任务目标 A —
请把下方记录中从包含“Point to the sliced”的那一行一直到包含“[(22, 914)]”的那一行原样抄写出来，首尾两行都要包括在内。

页面摘录 —
↓
Question

杭电1003哪错了

Given a sequence a[1],a[2],a[3]......a[n], your job is to calculate the max sum of a sub-sequence. For example, given (6,-1,5,4,-7), the max sum in this sequence is 6 + (-1) + 5 + 4 = 14.

Input
The first line of the input contains an integer T(1<=T<=20) which means the number of test cases. Then T lines follow, each line starts with a number N(1<=N<=100000), then N integers followed(all the integers are between -1000 and 1000).

Output
For each test case, you should output two lines. The first line is "Case #:", # means the number of the test case. The second line contains three integers, the Max Sum in the sequence, the start position of the sub-sequence, the end position of the sub-sequence. If there are more than one result, output the first one. Output a blank line between two cases.

Sample Input
2
5 6 -1 5 4 -7
7 0 6 -1 1 -6 7 -5

Sample Output
Case 1:
14 1 4

Case 2:
7 1 6

我的代码：
#include"stdio.h"
int main()
{
int i,j,k,n,m,a[200],b[200][200],p,q;
while(scanf("%d",&n)!=EOF)
{
for(i=1;i<=n;i++)
{
scanf("%d",&m);
for(j=1;j<=m;j++)
{
scanf("%d",&a[j]);

}
for(k=1;k<=199;k++)
for(j=1;j<=199;j++)
b[k][j]=0;

for(k=1;k<=m;k++)
{
for(j=1;j<=k;j++)
{

for(q=j;q<=k;q++)
{
b[j][k]+=a[q];

}

}

}
p=1;q=1;
for(k=1;k<=m;k++)
{
for(j=1;j<=k;j++)
{
if(b[j][k]>b[p][q])
{
p=j;q=k;

}

}
}
printf("Case %d:\n",i);

printf("%d %d %d\n",b[p][q],p,q);
if(i!=n)
printf("\n");

}

}

return 0;
}

哪有错

Answer 1

#include <stdio.h>

int main()
{
int t,n,i,sum,star,th,end,j,p,k;

scanf("%d",&t);
for (k=1;k<=t;k++)
{
sum = -1000;
star = end = th = j = p = 0;
scanf("%d",&n);
for (j = 0; j < n; j ++)
{
scanf("%d",&i);
th += i;
if (th > sum)
{
sum = th;
star = p;
end = j;
}
if (th < 0)
{
p = j + 1;
th = 0;
}
}
printf("Case %d:\n%d %d %d\n",k,sum,star+1,end+1);
if(k!=t)
printf("\n");

}

return 0;
}
给你看看我的参考下吧，好久没做ACM了，这东西太费脑
↑
任务目标 B —
在这篇讨论帖中，提问者贴出的代码里的各条 printf 语句分别用了哪些格式字符串？请逐一列出。

(照片物体指点记录)
↓
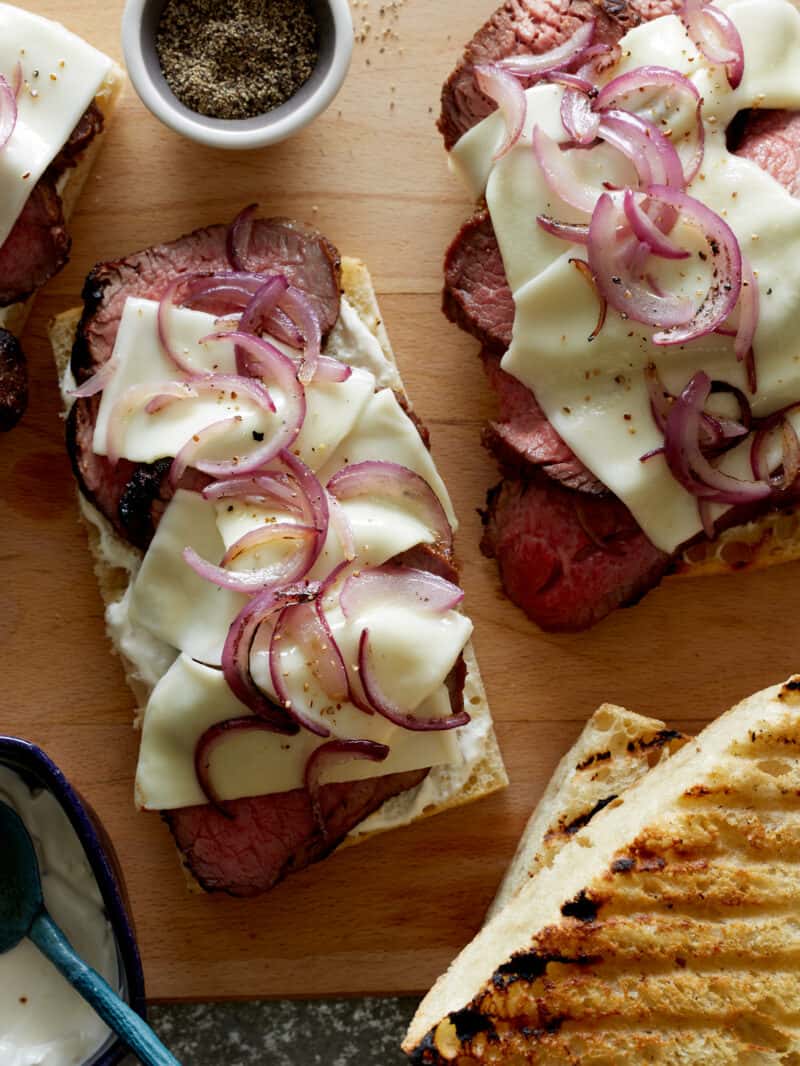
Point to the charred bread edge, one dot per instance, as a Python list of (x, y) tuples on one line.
[(489, 774), (14, 317), (614, 749)]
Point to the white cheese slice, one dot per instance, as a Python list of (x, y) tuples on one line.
[(192, 697), (385, 432), (331, 408), (62, 75), (173, 602), (594, 392)]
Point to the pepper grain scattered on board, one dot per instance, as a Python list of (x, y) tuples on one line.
[(236, 59)]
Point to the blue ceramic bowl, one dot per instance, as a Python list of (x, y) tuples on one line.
[(38, 771)]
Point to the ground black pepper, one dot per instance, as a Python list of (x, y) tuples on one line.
[(236, 59)]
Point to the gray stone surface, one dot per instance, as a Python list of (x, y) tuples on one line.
[(363, 1032)]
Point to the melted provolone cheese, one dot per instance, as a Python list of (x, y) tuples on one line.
[(191, 698), (594, 392), (413, 650), (61, 76)]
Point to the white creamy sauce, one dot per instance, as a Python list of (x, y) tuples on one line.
[(43, 1020), (172, 624), (594, 392), (61, 76)]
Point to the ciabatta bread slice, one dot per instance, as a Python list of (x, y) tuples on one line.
[(667, 931), (614, 749)]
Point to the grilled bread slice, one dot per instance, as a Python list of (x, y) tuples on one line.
[(667, 931), (614, 749)]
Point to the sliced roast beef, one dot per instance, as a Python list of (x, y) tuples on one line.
[(13, 381), (37, 245), (276, 245), (270, 837), (566, 559), (523, 438), (476, 294)]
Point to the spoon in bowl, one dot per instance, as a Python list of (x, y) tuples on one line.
[(22, 914)]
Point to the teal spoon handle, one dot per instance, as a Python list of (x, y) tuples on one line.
[(114, 1012)]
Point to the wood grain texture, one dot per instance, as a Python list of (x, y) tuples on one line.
[(389, 916)]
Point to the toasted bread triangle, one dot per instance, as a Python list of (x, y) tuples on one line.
[(667, 931)]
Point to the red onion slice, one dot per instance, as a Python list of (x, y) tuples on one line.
[(239, 644), (724, 291), (576, 232), (749, 305), (716, 36), (211, 738), (569, 51), (645, 230), (131, 400), (257, 313), (237, 239), (688, 465), (652, 154), (560, 177), (636, 81), (331, 753), (301, 626), (8, 111), (385, 707), (397, 483), (617, 283), (285, 571), (509, 95), (400, 585), (297, 305), (584, 269)]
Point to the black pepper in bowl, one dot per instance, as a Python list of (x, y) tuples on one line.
[(236, 59)]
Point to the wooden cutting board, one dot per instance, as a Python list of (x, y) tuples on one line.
[(386, 917)]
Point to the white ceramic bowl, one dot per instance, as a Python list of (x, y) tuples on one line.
[(140, 25)]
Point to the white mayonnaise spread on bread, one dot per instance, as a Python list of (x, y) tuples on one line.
[(594, 392), (172, 624), (61, 75), (43, 1020)]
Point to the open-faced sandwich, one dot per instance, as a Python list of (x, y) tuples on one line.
[(662, 930), (275, 549), (57, 95), (630, 274)]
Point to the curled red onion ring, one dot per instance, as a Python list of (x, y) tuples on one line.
[(297, 305), (336, 750), (576, 232), (618, 284), (384, 706), (724, 291), (646, 231), (650, 76), (712, 31), (286, 571), (509, 95), (685, 458), (569, 51), (262, 304), (749, 304), (8, 111), (302, 626), (584, 269), (560, 177), (237, 239), (398, 584), (134, 397), (238, 645), (652, 154), (398, 483)]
↑
输出结果 A —
Point to the sliced roast beef, one dot per instance, as a Python list of (x, y) tuples on one line.
[(13, 381), (37, 245), (276, 245), (270, 837), (566, 559), (523, 438), (476, 294)]
Point to the spoon in bowl, one dot per instance, as a Python list of (x, y) tuples on one line.
[(22, 914)]

输出结果 B —
"Case %d:\n"
"%d %d %d\n"
"\n"